## begin
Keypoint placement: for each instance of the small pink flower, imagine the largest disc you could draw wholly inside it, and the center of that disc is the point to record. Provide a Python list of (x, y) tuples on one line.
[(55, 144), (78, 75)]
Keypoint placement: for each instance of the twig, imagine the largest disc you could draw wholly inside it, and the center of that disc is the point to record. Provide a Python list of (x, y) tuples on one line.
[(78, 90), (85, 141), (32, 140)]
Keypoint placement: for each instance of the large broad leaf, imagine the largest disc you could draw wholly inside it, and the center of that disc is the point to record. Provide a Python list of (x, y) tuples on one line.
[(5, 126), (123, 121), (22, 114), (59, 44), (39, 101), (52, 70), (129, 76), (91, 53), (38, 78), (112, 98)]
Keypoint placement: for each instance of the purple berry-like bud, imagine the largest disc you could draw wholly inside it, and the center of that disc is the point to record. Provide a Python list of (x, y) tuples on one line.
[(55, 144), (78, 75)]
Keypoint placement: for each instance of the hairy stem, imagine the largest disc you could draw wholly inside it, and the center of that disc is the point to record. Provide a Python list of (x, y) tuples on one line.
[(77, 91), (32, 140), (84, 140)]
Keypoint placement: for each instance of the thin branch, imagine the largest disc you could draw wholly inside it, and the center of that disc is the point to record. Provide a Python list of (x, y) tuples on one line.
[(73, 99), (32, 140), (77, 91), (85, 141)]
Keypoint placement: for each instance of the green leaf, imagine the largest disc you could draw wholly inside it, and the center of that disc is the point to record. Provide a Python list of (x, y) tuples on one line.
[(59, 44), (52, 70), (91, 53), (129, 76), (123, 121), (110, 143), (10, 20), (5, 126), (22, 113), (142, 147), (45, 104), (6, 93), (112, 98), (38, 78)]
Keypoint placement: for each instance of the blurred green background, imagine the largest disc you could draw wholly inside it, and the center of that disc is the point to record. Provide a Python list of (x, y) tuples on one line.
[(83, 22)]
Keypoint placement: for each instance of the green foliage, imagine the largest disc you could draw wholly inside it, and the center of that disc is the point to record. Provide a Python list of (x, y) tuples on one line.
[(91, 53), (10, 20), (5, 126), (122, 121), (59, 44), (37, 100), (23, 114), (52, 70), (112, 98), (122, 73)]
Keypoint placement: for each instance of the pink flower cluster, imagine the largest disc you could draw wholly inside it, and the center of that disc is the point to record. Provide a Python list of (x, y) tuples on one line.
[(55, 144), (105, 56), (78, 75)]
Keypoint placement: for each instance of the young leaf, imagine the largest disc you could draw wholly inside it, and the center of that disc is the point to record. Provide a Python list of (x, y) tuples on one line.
## end
● TO BE DONE: From the records above, extract every entry verbatim.

● THE OUTPUT:
Keypoint placement: for each instance of the small pink flower, imagine the largest disc you could draw wholly inside it, and the center of that disc is the point to record. Provide a Python list of (x, y) tuples on one line.
[(55, 144), (78, 75)]
Keypoint placement: for each instance of the twig, imagine the largest disc you could draw wholly inside it, and the center of that disc is the point to record. Provide a Python list of (x, y) tuples on one line.
[(78, 90), (85, 141), (32, 140)]
Keypoint placement: for each instance of the large broad leaf, imagine the largest disc you could draw wholly inside it, and the center of that disc is the point to record. Provide a Python list of (x, y) tuples on one line.
[(5, 126), (123, 121), (22, 114), (59, 44), (39, 101), (52, 70), (129, 76), (91, 53), (38, 78), (112, 98)]
Keypoint placement: for each instance of the purple berry-like bud, imagine the largest disc you could draw wholly inside it, and the center of that disc is the point to record. Provide a Python list of (x, y) tuples on one line.
[(55, 144), (78, 75)]
Keypoint placement: for each instance of the hairy stem, imagine the largest disc you could draw wholly inside it, and the center of that disc is the point to record. Provide a Python list of (x, y) tuples on one line.
[(77, 91), (32, 140), (84, 140)]
Keypoint placement: for each instance of the thin branch, imagine the largest disc you could draw wholly inside it, and the center of that disc is the point to record. Provide a Python list of (x, y) tuples on one line.
[(73, 99), (32, 140), (77, 91), (85, 141)]
Keypoint placement: for each instance of the green leaf, imagine the largest disc you could draw wholly inside it, and the center of that disc is the point to record. Provide a Python list of (x, y) tuples on one line.
[(59, 44), (52, 70), (91, 53), (129, 76), (123, 121), (110, 143), (10, 20), (5, 126), (22, 113), (142, 147), (45, 104), (6, 93), (112, 98), (38, 78)]
Keypoint placement: for each instance of the blurred green background, imagine the largest disc you could draw wholly inside it, and the center of that disc is the point to record. Provide a Python list of (x, y) tuples on one line.
[(83, 22)]
Keypoint placement: for each instance of the green foliage, imagine the largest disc you could draw wholly inside it, and the center of that disc is the point to record. Provide a Python list of (x, y) tuples on one line.
[(91, 53), (10, 20), (5, 126), (122, 121), (59, 44), (37, 100), (23, 114), (52, 70), (112, 98), (122, 73)]
Keypoint placement: for each instance of the pink flower cluster, imagine the largest disc you could draw wholly inside it, and the center of that disc is the point to record. Provide a Python list of (x, y) tuples on one line.
[(55, 144), (105, 56), (78, 75)]
Keypoint placement: for each instance of the young leaf, imagine the largest disc you could draw wholly inside it, and the center of that disc is the point to record. Provide a Python list of (x, y) tuples on one line.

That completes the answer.